╔══

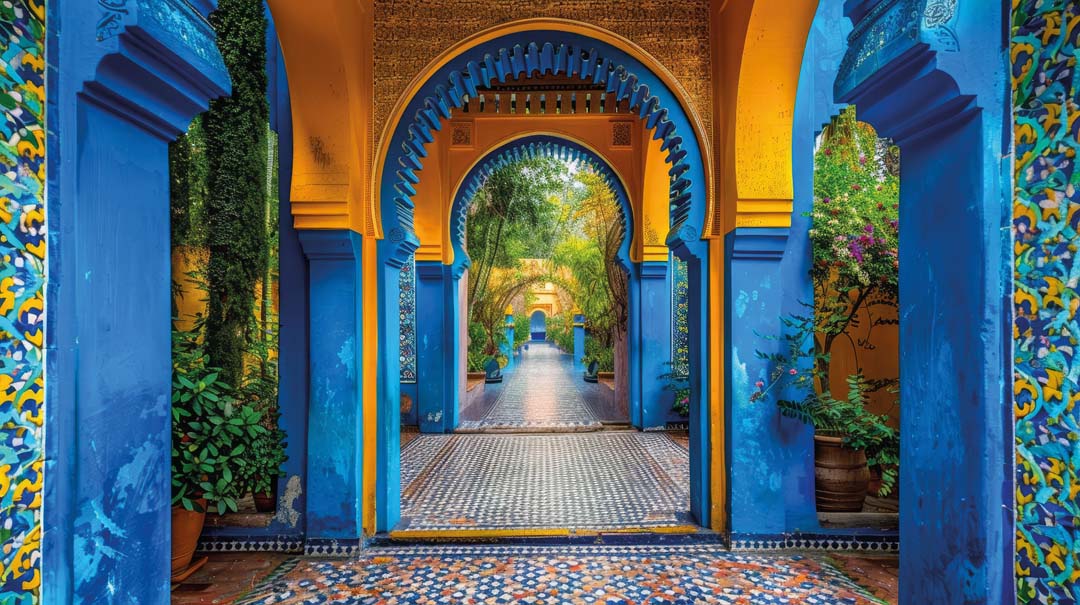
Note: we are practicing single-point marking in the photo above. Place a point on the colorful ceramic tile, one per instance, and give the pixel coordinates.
(591, 481)
(22, 296)
(541, 393)
(1045, 220)
(563, 575)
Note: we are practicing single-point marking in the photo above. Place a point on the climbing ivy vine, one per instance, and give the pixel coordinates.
(235, 204)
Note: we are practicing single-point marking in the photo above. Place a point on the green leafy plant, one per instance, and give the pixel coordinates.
(596, 350)
(847, 418)
(678, 384)
(213, 432)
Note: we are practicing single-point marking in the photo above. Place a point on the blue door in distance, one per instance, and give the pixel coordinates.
(538, 325)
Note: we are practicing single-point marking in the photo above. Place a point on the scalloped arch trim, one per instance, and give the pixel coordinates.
(513, 64)
(531, 147)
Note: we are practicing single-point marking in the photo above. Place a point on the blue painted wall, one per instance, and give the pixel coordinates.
(335, 431)
(937, 83)
(107, 491)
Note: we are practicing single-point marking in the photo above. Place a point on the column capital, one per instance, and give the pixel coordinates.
(759, 243)
(331, 244)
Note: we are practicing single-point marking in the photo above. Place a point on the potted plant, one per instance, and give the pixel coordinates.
(267, 455)
(212, 437)
(848, 437)
(679, 385)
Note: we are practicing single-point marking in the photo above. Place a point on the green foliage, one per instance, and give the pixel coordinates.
(678, 384)
(213, 432)
(596, 350)
(522, 334)
(854, 234)
(854, 269)
(561, 331)
(589, 252)
(235, 130)
(187, 170)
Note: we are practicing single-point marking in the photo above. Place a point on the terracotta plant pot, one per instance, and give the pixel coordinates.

╚══

▶ _TASK TO COMPLETE_: Return the records above exactly as written, but without any of the pictures.

▶ _WRITTEN RESPONSE_:
Note: we are practicing single-point marking in the photo above. Place a point on the colorful ceramic tile, one per instance, and give the pixel coordinates.
(591, 481)
(22, 296)
(541, 393)
(1045, 220)
(563, 575)
Note: we are practicing single-point marking in the photo above. Place a point on the climbing ivy vine, one per instance, and give the pixel coordinates.
(235, 204)
Note: we are practicing single-point marking in the photo above. Place a point on the green leafy plant, one per instance, and give the pixel coordinates.
(596, 350)
(847, 418)
(678, 384)
(213, 432)
Note: we are practicing single-point marking in the photo above. Place a point on the blue door in distance, one per instance, and give the pixel coordinates.
(538, 325)
Note: we are practicing single-point marking in the photo above. Place a point on the scalloped arch trim, one per instance, and give the pixel coordinates.
(513, 64)
(531, 147)
Note: we are practicing single-point marking in the photo above. Place a point on the blue painted wall, one per instance, and give the pixel coordinates.
(335, 431)
(937, 83)
(107, 491)
Note: we are practicing single-point marking in the photo above. Place a point on the column capital, one per instance, and give the pixel coordinates.
(759, 243)
(331, 244)
Note: we are practicing single-point marking in the photo above. Place a point on the potted plant, one per instance, and give the pixel coordinates.
(267, 455)
(212, 437)
(848, 437)
(679, 385)
Note: we are practicing single-point marking in the photo above. Place a point on the green foliage, one per instance, and give the pixel coordinates.
(678, 384)
(213, 432)
(596, 350)
(522, 334)
(854, 234)
(854, 269)
(561, 331)
(589, 252)
(235, 130)
(187, 170)
Note: we are practicing single-point marking in the photo above. Place a point on the terracotta plant pot, one per instance, and give the pixel coordinates.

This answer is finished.